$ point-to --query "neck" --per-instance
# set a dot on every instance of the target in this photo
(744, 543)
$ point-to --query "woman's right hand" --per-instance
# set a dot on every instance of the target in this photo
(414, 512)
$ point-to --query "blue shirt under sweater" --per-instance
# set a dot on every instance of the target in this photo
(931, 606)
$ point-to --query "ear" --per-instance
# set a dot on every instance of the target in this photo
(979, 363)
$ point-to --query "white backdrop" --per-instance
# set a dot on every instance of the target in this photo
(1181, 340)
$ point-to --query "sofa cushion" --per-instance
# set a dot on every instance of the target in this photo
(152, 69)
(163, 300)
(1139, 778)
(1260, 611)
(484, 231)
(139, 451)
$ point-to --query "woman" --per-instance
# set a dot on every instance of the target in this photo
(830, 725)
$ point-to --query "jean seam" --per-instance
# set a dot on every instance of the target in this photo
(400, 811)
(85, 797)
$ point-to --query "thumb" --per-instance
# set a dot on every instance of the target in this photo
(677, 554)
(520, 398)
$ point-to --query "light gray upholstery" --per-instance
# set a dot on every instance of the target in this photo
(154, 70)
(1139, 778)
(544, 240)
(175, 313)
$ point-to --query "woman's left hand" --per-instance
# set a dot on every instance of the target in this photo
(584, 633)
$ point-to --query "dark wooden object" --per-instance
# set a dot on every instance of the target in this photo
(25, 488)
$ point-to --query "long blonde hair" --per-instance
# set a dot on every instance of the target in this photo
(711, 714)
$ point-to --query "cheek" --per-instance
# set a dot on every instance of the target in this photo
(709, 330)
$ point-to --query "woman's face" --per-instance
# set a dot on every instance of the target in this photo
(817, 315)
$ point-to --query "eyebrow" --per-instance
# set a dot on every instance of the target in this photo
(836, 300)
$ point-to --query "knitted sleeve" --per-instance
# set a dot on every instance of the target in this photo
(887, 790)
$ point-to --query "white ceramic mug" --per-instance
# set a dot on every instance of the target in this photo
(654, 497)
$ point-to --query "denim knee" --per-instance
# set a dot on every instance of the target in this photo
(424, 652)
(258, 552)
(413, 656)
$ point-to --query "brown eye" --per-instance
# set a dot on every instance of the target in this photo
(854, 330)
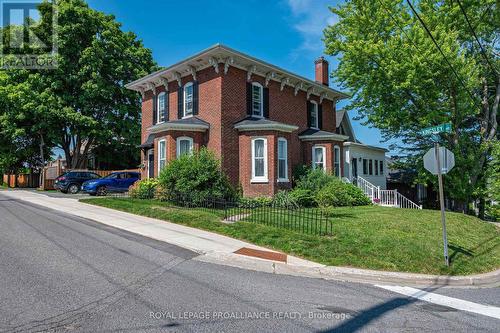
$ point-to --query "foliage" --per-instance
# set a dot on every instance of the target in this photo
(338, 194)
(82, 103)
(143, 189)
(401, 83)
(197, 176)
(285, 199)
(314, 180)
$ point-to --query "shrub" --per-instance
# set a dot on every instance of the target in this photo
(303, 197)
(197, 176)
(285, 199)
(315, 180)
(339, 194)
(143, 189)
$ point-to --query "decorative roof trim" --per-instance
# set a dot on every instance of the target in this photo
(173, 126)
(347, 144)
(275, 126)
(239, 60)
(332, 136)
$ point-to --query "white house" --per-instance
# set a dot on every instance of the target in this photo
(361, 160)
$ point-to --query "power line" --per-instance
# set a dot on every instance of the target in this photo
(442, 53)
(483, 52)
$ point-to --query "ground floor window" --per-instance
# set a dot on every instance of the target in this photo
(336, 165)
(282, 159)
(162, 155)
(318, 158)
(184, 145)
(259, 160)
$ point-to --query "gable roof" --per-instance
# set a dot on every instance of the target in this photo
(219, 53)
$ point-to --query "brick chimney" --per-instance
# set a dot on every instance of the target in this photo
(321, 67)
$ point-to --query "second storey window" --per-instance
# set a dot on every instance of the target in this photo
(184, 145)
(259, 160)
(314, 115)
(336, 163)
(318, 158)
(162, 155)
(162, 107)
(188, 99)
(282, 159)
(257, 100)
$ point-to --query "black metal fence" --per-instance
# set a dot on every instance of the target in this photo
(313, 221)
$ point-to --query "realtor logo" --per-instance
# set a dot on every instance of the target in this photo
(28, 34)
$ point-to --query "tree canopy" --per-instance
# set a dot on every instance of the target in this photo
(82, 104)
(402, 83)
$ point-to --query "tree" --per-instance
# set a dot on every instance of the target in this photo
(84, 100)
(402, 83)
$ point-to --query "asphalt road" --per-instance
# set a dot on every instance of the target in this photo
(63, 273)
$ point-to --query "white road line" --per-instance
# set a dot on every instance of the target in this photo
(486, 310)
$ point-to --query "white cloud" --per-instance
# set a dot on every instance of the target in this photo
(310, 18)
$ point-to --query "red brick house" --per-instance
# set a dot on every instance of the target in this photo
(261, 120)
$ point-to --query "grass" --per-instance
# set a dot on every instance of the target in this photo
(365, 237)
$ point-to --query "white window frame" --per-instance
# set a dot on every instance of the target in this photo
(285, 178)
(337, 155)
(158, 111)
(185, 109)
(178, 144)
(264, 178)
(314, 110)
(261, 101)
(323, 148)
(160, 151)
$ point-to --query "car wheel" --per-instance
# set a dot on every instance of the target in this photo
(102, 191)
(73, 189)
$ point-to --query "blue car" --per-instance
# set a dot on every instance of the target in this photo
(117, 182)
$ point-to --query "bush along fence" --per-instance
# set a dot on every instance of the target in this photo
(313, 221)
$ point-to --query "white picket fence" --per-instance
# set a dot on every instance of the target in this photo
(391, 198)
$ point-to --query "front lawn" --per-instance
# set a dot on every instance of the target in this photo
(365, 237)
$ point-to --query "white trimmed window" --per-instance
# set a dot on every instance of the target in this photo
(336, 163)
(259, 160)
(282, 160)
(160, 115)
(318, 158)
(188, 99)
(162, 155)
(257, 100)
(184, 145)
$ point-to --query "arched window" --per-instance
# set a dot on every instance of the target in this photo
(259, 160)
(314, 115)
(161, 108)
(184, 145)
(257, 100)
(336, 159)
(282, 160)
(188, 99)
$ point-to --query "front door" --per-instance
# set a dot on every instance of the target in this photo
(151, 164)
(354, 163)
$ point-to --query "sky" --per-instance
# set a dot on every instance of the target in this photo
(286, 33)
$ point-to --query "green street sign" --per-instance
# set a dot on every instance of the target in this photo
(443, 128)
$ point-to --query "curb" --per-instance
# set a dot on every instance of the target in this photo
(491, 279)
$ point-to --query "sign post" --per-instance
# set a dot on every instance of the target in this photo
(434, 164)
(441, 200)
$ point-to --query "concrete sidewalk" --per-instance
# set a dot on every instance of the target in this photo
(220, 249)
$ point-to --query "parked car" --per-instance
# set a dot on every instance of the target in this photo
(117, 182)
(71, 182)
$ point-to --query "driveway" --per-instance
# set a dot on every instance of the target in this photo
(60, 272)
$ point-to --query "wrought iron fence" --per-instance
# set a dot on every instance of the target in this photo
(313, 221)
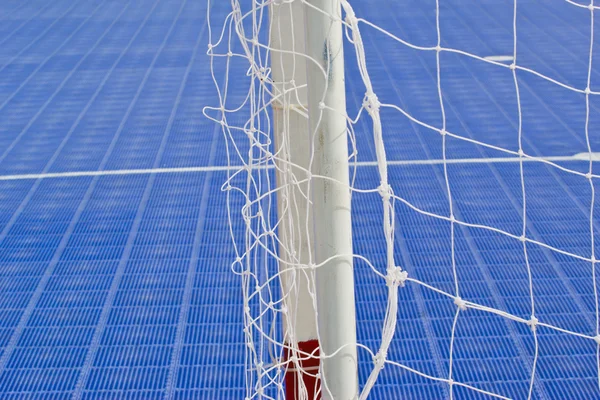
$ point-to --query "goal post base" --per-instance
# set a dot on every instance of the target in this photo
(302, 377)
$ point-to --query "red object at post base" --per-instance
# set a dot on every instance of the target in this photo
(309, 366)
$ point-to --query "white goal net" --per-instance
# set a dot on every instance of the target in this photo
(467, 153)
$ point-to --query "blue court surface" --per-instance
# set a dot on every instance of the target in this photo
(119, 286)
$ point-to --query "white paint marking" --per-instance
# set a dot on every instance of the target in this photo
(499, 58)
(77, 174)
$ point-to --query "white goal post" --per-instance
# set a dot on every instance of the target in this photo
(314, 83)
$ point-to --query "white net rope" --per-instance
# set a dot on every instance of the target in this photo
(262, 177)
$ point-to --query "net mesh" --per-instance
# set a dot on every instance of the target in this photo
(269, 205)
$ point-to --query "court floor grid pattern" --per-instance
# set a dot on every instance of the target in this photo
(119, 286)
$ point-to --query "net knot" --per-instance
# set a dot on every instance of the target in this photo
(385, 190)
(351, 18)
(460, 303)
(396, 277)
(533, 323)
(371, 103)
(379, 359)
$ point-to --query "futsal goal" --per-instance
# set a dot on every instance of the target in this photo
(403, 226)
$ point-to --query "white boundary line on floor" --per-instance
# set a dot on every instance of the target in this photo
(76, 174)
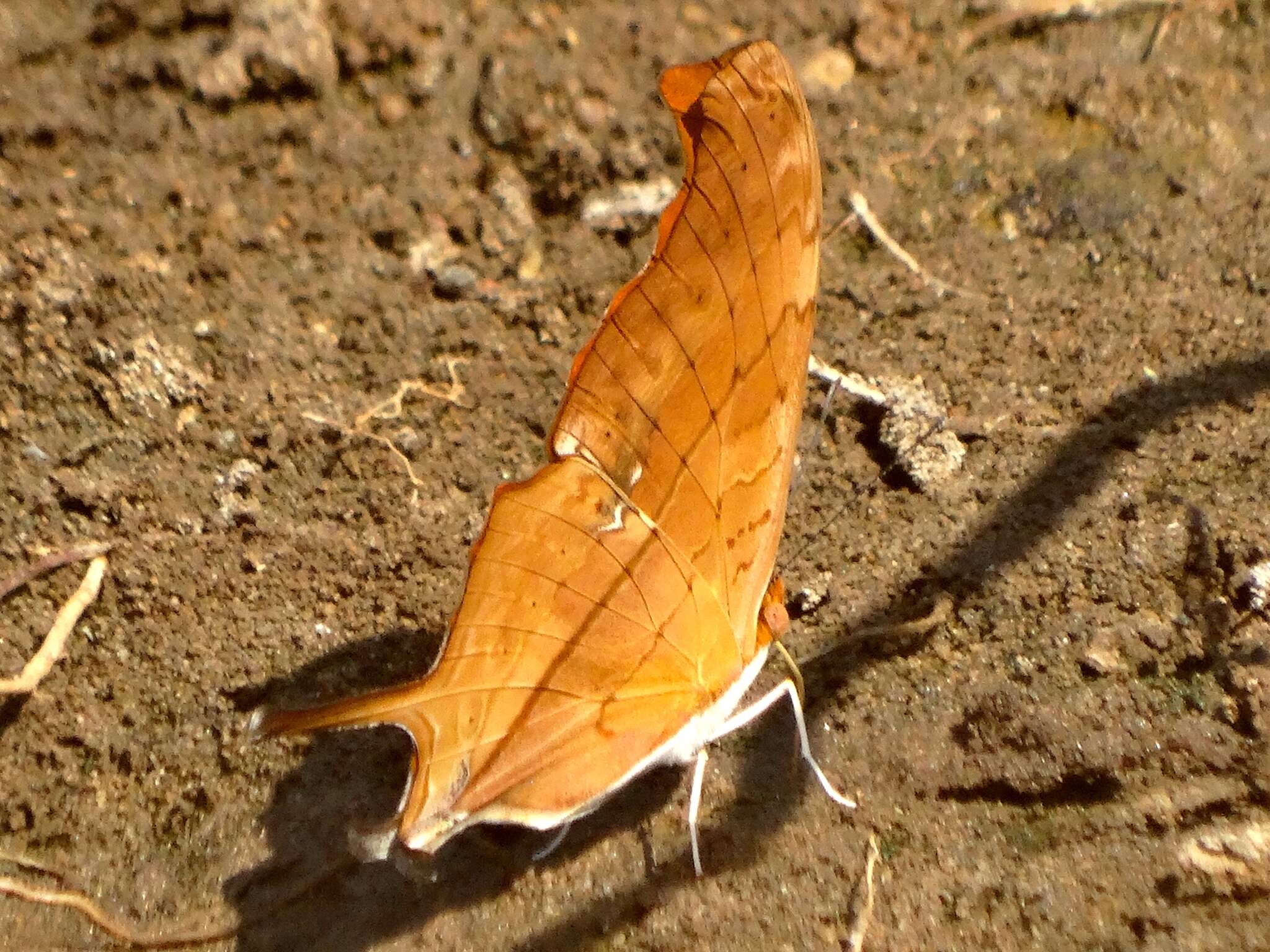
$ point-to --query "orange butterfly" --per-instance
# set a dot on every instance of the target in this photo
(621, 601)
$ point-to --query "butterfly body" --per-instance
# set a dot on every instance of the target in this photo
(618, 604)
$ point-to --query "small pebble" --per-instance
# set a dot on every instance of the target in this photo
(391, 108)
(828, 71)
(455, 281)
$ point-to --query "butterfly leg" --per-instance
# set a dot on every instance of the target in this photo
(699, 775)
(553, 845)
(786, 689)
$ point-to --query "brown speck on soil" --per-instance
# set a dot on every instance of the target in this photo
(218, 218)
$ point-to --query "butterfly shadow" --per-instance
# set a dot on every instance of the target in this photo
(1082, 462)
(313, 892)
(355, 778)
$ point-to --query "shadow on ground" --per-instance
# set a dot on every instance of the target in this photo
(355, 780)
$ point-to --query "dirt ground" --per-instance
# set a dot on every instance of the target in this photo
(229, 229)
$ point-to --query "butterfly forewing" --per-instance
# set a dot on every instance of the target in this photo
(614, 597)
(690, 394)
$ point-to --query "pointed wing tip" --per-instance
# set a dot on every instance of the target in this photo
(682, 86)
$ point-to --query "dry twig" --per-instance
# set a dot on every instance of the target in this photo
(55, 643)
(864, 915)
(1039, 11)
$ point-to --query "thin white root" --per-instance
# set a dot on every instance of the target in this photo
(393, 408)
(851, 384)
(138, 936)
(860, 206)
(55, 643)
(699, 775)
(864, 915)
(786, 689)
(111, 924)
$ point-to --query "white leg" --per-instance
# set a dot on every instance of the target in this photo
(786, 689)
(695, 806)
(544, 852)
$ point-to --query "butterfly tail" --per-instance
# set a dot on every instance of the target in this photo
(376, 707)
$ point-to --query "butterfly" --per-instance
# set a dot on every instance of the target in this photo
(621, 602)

(What to produce) State how many of the lines above contain the string "object", matching case exactly, and reply with that number only.

(Completed task) 2